:: Input data ::
######

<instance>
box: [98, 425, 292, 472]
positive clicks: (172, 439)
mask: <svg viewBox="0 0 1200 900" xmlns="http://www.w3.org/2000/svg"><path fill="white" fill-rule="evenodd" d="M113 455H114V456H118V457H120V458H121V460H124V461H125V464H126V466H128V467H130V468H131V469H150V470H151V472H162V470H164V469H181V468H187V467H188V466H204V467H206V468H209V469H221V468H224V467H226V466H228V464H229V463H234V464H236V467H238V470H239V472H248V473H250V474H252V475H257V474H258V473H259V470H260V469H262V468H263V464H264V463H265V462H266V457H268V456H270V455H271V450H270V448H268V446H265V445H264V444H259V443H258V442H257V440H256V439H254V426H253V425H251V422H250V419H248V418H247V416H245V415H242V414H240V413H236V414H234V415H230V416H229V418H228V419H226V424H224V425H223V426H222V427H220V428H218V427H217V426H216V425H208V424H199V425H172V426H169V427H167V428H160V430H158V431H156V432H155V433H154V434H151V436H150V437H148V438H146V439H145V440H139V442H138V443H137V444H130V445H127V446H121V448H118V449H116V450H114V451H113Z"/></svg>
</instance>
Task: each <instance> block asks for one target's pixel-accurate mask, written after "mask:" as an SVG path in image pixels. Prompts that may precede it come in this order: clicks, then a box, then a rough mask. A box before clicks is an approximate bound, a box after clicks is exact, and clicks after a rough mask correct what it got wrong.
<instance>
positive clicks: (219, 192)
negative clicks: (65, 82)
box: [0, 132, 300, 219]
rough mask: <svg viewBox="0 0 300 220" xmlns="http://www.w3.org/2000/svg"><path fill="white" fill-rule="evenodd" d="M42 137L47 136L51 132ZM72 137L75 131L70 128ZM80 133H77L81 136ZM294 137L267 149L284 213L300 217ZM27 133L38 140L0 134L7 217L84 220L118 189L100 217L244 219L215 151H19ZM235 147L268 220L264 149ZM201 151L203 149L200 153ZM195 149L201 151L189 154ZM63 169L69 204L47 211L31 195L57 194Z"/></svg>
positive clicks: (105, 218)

######

:: Task goal ::
Where a line of the data contains "instance", copy that line.

:: Solution to this task ::
<instance>
</instance>
Task: each <instance> block asks for one target's pixel-accurate mask, written after "mask:" as an SVG path in image pixels. Prompts that may precede it come in this order: clicks, then a box, then a rough mask. A box before clicks is an approximate bound, a box after clicks is exact, and clicks after a rough mask correct what it got wrong.
<instance>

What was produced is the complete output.